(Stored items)

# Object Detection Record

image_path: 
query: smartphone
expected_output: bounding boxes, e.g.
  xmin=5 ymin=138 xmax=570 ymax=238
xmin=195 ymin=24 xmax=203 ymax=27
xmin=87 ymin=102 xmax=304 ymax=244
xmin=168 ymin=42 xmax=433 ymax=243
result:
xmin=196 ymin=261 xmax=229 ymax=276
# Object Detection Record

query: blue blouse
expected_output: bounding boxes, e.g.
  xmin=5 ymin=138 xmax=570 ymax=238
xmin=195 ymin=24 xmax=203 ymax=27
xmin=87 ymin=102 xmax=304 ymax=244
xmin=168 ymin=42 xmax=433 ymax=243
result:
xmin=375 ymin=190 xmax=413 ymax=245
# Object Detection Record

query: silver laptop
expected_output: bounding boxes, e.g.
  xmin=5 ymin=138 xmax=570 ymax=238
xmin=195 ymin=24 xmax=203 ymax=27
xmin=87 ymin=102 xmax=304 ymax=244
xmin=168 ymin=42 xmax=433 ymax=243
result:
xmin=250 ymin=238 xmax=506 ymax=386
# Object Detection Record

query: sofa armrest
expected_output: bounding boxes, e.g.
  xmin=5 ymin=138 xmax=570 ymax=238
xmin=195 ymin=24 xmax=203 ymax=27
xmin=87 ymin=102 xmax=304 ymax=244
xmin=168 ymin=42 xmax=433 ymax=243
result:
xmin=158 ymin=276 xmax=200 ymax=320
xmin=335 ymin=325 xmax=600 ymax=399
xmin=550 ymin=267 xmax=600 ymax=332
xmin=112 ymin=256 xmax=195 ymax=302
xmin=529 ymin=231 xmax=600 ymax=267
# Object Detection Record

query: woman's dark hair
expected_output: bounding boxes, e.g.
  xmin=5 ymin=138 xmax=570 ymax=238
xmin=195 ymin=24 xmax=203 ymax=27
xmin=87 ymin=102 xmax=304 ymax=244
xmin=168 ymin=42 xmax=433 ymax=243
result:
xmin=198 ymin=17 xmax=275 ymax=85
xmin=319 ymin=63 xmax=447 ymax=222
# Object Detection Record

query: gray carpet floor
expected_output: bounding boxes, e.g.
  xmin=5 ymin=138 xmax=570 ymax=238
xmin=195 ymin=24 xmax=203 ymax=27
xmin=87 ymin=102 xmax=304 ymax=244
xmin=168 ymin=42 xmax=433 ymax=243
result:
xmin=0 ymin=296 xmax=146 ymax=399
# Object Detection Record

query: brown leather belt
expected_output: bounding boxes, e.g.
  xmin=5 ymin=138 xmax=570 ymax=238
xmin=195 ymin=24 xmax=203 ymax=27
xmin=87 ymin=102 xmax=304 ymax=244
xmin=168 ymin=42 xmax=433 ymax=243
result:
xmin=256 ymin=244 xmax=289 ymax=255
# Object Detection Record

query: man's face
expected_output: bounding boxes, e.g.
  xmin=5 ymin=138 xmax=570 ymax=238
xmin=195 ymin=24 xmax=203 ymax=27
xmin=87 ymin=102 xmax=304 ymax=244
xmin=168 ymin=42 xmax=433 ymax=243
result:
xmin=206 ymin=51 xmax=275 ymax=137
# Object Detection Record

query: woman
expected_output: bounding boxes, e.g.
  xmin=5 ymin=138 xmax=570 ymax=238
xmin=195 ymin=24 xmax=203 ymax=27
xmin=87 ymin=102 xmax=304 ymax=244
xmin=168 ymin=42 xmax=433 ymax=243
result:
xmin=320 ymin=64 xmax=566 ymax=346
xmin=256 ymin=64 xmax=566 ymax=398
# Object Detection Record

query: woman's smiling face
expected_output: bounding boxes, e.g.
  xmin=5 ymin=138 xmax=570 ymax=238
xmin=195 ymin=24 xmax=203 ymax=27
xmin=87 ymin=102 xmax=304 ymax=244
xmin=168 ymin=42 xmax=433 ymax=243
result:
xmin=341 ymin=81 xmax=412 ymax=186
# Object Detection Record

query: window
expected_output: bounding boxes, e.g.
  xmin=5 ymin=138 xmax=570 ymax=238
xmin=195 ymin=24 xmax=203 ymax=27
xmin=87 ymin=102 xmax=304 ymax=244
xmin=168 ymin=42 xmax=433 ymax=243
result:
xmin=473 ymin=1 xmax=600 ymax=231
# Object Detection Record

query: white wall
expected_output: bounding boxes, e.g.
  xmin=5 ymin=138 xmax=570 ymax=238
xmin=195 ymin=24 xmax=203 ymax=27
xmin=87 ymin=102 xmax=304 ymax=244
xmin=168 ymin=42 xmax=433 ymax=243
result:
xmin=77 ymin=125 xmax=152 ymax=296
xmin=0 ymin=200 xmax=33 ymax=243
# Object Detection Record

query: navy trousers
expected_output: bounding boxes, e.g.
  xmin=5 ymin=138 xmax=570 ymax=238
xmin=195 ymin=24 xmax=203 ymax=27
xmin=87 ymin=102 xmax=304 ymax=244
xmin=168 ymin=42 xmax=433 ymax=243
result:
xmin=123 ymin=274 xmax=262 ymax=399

__REQUIREMENT__
Write out every one of the records above line for line, with no changes.

__EXPECTED ANSWER__
# Object Detection Record

image_path: 
query: smartphone
expected_output: bounding boxes, e.g.
  xmin=5 ymin=138 xmax=570 ymax=238
xmin=195 ymin=24 xmax=203 ymax=27
xmin=87 ymin=102 xmax=304 ymax=244
xmin=168 ymin=42 xmax=433 ymax=243
result:
xmin=196 ymin=261 xmax=229 ymax=276
# Object Detection Record

query: blue blouse
expected_output: bounding boxes, e.g.
  xmin=5 ymin=138 xmax=570 ymax=238
xmin=195 ymin=24 xmax=203 ymax=27
xmin=87 ymin=102 xmax=304 ymax=244
xmin=168 ymin=42 xmax=433 ymax=243
result:
xmin=375 ymin=190 xmax=413 ymax=245
# Object Detection Record

query: silver laptop
expected_output: bounding boxes, e.g.
  xmin=5 ymin=138 xmax=570 ymax=238
xmin=195 ymin=24 xmax=203 ymax=27
xmin=87 ymin=102 xmax=304 ymax=244
xmin=168 ymin=42 xmax=433 ymax=243
result:
xmin=250 ymin=238 xmax=506 ymax=386
# Object Detection Record

query: sofa armrest
expected_output: bounding boxes, e.g.
  xmin=5 ymin=138 xmax=570 ymax=238
xmin=195 ymin=24 xmax=203 ymax=27
xmin=87 ymin=102 xmax=304 ymax=244
xmin=168 ymin=42 xmax=433 ymax=243
result:
xmin=158 ymin=276 xmax=200 ymax=320
xmin=335 ymin=325 xmax=600 ymax=399
xmin=550 ymin=267 xmax=600 ymax=332
xmin=112 ymin=256 xmax=195 ymax=302
xmin=529 ymin=231 xmax=600 ymax=267
# Object Detection Record

query: woman's dark hair
expected_output: bounding boxes, e.g.
  xmin=5 ymin=138 xmax=570 ymax=238
xmin=195 ymin=24 xmax=203 ymax=27
xmin=87 ymin=102 xmax=304 ymax=244
xmin=168 ymin=42 xmax=433 ymax=243
result:
xmin=198 ymin=17 xmax=275 ymax=85
xmin=319 ymin=63 xmax=447 ymax=222
# Object Detection Record

query: gray carpet floor
expected_output: bounding boxes, e.g.
  xmin=5 ymin=138 xmax=570 ymax=238
xmin=195 ymin=24 xmax=203 ymax=27
xmin=87 ymin=102 xmax=304 ymax=244
xmin=168 ymin=42 xmax=433 ymax=243
result:
xmin=0 ymin=296 xmax=146 ymax=399
# Object Detection Record

query: brown leather belt
expected_output: bounding boxes, e.g.
  xmin=5 ymin=138 xmax=570 ymax=238
xmin=195 ymin=24 xmax=203 ymax=27
xmin=87 ymin=102 xmax=304 ymax=244
xmin=168 ymin=42 xmax=433 ymax=243
result:
xmin=256 ymin=244 xmax=289 ymax=255
# Object Detection Record

query: man's face
expected_output: bounding boxes, e.g.
  xmin=5 ymin=138 xmax=570 ymax=238
xmin=195 ymin=24 xmax=203 ymax=27
xmin=87 ymin=102 xmax=304 ymax=244
xmin=168 ymin=42 xmax=433 ymax=243
result:
xmin=206 ymin=51 xmax=275 ymax=137
# Object Detection Record

query: woman
expected_output: bounding boxes, e.g.
  xmin=5 ymin=138 xmax=570 ymax=238
xmin=195 ymin=24 xmax=203 ymax=27
xmin=87 ymin=102 xmax=304 ymax=244
xmin=168 ymin=42 xmax=433 ymax=243
result:
xmin=320 ymin=64 xmax=566 ymax=346
xmin=256 ymin=64 xmax=566 ymax=398
# Object Detection Record

query: woman's smiling face
expected_output: bounding boxes, e.g.
  xmin=5 ymin=138 xmax=570 ymax=238
xmin=195 ymin=24 xmax=203 ymax=27
xmin=87 ymin=102 xmax=304 ymax=244
xmin=168 ymin=42 xmax=433 ymax=243
result:
xmin=341 ymin=81 xmax=412 ymax=186
# Object Detection Record

query: window
expected_output: bounding boxes, e.g.
  xmin=5 ymin=138 xmax=570 ymax=238
xmin=195 ymin=24 xmax=203 ymax=27
xmin=87 ymin=102 xmax=304 ymax=244
xmin=168 ymin=42 xmax=433 ymax=243
result:
xmin=473 ymin=1 xmax=600 ymax=231
# Object Detection Record

query: white wall
expected_output: bounding boxes, e.g.
  xmin=5 ymin=138 xmax=570 ymax=238
xmin=195 ymin=24 xmax=203 ymax=27
xmin=87 ymin=102 xmax=304 ymax=244
xmin=168 ymin=42 xmax=433 ymax=243
result:
xmin=77 ymin=125 xmax=152 ymax=296
xmin=0 ymin=200 xmax=33 ymax=243
# Object Detection Record

query: navy trousers
expected_output: bounding boxes, e.g.
  xmin=5 ymin=138 xmax=570 ymax=238
xmin=195 ymin=24 xmax=203 ymax=27
xmin=87 ymin=102 xmax=304 ymax=244
xmin=168 ymin=42 xmax=433 ymax=243
result:
xmin=123 ymin=274 xmax=262 ymax=399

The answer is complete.